*Request 1*.
In the records, starting at the line containing "Target: light blue electric guitar" and ending at the end of the records, replace "light blue" with "sky blue" and reproduce those lines with no other changes.
- - - - - - -
Thursday, July 22, 2010

Acharya Jagadis Chandra Bose: The father of systematic experimentation in India

Thanks to the gift we got from Prof. Dipan Ghosh during our visit at IIT Bombay (alma mater of me & my wife) I got an opportunity to see the special issue of Physics News published in October 2009 on the 150th anniversary of Sir. J. C. Bose. It was fascinating to read about the man who, as The New Cambridge History of India says,” invented national science for India as laboratory science.”

In 1895 JCB gave his first public demonstration in Calcutta of electromagnetic waves, using them to ring a bell remotely and to explode some gunpowder. In 1896 the Daily Chronicle of England reported: “The inventor (JCB) has transmitted signals to a distance of nearly a mile and herein lies the first and obvious and exceedingly valuable application of this new theoretical marvel”. It would be two more years (1897) before the first successful demonstration of Marconi in Salsbury Plain in England. JCB had used semi-conducting crystal as a detector for radio waves. Sir Neville Mott, Nobel Laureate in 1977 for his own contribution to solid-state electronics remarked that, “J.C. Bose was at least 60 years ahead of his time” and “In fact, he had anticipated the existence of P-type and N-type semiconductors.” What do I find unique in JCB story? Let me articulate 3 things:

1. Fighting spirit: When JCB returned to Calcutta after completing BA from Cambridge in 1885, he had a recommendation letter from Viceroy Lord Ripon. Principal of Presidency College didn’t like this and JCB was given a position but at a salary one third the salary of sahib teacher. JCB continued to teach and yet didn’t accept any salary for three years until the Principal relented. JCB received all his arrear salary as a teacher in the senior grade with retrospective effect from the date of his joining the college.
- - - - - - -
*Request 2*.
According to the post about J. C. Bose, in what year did he give his first public demonstration of electromagnetic waves in Calcutta?
- - - - - - -
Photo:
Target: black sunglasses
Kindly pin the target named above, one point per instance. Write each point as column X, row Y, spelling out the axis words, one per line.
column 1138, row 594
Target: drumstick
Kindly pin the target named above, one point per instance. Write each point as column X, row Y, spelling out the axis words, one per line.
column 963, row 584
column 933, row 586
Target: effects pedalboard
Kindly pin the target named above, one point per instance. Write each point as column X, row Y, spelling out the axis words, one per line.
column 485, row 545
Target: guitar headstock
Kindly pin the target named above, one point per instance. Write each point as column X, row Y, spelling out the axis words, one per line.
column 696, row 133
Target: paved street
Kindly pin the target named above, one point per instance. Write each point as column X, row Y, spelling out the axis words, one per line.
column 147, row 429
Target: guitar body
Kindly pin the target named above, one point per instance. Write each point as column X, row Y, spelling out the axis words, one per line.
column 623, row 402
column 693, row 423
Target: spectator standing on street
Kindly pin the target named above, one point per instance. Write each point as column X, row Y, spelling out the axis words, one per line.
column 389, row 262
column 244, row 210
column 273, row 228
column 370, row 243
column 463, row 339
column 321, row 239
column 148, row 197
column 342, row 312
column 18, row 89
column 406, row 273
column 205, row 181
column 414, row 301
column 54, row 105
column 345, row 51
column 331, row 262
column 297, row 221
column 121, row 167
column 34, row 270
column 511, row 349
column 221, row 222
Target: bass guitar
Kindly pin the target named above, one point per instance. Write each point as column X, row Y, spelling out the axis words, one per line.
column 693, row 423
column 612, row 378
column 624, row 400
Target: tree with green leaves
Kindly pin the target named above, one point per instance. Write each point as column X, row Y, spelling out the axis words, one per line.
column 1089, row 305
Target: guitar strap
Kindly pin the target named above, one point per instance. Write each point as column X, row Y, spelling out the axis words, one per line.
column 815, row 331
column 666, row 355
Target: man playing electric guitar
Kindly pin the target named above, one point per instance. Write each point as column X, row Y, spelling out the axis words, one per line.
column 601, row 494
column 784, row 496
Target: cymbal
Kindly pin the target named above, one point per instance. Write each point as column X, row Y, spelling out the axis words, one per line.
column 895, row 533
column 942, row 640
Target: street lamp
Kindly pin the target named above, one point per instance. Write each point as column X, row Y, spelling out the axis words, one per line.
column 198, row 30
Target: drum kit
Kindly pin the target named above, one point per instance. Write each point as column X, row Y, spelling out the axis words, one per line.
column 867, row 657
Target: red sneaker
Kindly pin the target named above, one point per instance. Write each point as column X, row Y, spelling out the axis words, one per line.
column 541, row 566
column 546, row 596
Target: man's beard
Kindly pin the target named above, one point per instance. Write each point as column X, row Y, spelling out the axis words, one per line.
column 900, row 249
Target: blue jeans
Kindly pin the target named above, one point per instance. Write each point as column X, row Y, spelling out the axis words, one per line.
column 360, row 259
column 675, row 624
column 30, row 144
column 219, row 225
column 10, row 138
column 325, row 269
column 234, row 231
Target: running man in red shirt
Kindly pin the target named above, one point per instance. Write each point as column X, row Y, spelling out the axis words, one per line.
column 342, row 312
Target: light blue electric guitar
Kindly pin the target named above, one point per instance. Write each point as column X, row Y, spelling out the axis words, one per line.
- - - - - - -
*Result 1*.
Target: sky blue electric guitar
Kindly pin the target named above, one point per instance. Write each point as column X, row Y, spelling out the axis words, one per line.

*Result 2*.
1895